Exemplos de marcação de pontos
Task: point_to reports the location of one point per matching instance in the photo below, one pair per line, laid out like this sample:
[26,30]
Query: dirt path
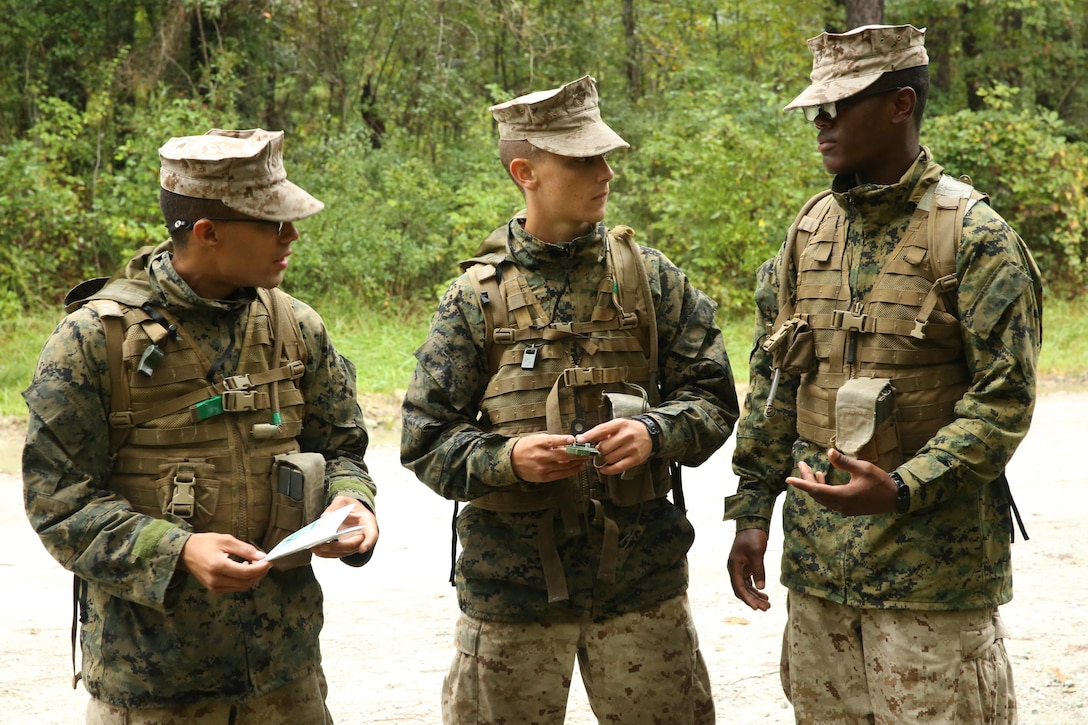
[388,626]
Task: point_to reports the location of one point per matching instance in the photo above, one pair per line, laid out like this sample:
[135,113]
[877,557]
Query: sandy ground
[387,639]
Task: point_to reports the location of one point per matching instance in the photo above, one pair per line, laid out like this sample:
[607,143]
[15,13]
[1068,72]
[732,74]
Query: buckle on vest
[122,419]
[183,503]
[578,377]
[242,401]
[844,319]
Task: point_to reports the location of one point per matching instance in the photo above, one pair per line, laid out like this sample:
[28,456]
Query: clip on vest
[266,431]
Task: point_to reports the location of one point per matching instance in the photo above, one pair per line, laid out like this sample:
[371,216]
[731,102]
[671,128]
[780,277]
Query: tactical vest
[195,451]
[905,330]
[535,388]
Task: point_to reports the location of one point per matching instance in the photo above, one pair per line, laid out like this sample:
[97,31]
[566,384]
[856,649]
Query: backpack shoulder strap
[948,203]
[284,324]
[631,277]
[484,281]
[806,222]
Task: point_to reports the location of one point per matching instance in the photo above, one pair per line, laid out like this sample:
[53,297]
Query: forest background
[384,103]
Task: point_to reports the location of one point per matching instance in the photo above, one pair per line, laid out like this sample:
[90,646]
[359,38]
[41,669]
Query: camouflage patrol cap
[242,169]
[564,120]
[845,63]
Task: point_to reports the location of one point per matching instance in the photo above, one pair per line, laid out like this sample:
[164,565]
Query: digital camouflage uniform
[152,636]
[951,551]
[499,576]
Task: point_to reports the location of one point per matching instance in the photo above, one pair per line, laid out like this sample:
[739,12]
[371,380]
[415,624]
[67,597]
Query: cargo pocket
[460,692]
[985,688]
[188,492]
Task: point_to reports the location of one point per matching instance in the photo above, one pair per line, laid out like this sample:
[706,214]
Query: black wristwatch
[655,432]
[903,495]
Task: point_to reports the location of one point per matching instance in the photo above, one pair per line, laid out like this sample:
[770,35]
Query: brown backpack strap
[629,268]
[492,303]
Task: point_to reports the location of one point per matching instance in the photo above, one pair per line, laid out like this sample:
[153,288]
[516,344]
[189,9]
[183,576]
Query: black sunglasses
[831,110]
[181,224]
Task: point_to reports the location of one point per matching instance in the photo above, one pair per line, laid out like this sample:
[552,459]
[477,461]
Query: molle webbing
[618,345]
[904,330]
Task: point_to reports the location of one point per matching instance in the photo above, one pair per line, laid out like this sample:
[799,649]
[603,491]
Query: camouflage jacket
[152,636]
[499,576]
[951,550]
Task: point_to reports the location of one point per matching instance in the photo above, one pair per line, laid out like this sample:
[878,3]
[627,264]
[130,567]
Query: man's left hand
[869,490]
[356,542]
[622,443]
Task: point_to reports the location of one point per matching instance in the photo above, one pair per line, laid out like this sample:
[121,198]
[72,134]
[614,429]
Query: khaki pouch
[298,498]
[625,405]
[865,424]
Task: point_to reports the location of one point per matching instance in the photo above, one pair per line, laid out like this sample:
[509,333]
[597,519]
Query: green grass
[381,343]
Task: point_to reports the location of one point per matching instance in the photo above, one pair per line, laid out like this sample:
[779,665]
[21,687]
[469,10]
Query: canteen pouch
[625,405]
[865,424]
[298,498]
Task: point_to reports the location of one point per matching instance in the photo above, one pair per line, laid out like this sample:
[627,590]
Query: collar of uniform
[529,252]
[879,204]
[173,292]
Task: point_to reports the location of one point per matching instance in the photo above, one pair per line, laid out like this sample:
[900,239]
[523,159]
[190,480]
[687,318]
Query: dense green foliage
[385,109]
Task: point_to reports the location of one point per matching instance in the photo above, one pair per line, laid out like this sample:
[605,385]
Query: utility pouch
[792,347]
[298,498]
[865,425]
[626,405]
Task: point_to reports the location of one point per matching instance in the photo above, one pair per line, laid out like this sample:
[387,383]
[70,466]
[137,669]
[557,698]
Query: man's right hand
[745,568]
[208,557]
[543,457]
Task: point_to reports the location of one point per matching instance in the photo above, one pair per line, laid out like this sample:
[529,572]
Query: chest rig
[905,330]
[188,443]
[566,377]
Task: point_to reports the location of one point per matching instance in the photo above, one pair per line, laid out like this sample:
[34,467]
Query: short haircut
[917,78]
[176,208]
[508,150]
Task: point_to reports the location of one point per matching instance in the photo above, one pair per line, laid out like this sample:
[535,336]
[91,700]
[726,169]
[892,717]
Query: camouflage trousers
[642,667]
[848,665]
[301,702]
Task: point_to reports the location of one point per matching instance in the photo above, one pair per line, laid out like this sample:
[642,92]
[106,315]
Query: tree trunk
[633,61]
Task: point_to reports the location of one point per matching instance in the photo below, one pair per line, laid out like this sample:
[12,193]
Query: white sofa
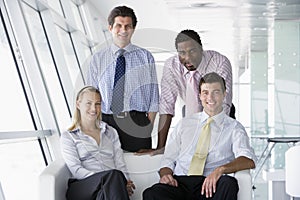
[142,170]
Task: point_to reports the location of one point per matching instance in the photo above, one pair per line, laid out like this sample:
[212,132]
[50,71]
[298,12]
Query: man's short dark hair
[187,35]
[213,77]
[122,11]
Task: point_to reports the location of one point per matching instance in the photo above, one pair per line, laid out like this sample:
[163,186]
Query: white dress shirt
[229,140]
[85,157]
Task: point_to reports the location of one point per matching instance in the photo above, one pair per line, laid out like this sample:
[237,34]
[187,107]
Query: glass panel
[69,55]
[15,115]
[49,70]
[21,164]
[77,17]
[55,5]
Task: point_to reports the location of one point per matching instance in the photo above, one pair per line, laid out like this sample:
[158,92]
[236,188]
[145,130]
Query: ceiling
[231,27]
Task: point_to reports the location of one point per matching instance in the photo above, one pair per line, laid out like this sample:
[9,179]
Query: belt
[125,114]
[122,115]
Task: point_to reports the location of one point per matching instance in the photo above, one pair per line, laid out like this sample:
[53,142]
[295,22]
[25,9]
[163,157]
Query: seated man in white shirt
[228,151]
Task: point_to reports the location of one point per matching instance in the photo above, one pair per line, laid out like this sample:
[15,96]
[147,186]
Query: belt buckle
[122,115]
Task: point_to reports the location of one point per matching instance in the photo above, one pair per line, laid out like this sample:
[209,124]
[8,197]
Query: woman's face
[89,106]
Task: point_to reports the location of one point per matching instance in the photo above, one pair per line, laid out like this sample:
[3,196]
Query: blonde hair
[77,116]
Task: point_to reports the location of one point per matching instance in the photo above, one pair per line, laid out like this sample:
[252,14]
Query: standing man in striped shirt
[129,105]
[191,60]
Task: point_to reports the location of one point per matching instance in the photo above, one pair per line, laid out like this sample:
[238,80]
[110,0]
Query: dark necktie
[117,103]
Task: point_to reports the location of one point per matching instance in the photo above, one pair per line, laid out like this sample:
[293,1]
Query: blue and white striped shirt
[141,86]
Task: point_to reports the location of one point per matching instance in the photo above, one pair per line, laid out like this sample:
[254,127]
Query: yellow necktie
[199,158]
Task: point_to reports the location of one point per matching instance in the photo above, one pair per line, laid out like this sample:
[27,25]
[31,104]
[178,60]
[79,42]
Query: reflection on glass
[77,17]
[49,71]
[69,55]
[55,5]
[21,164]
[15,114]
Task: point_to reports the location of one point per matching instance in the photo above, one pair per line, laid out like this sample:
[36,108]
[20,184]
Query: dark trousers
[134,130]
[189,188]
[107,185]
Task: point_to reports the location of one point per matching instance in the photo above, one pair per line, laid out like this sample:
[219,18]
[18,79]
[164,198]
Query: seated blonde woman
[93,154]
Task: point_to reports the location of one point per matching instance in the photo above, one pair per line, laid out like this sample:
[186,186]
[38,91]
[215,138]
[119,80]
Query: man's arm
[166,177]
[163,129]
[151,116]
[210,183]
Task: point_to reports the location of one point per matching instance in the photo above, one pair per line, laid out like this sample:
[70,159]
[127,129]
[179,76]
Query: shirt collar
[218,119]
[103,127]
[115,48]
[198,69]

▶ **O QUE SE PEDE**
Informe quantas linhas do material contêm a palavra "black", considerando a diferença entre maiúsculas e minúsculas. Dê apenas o número.

▶ **RESULTADO DO EXERCÍCIO**
2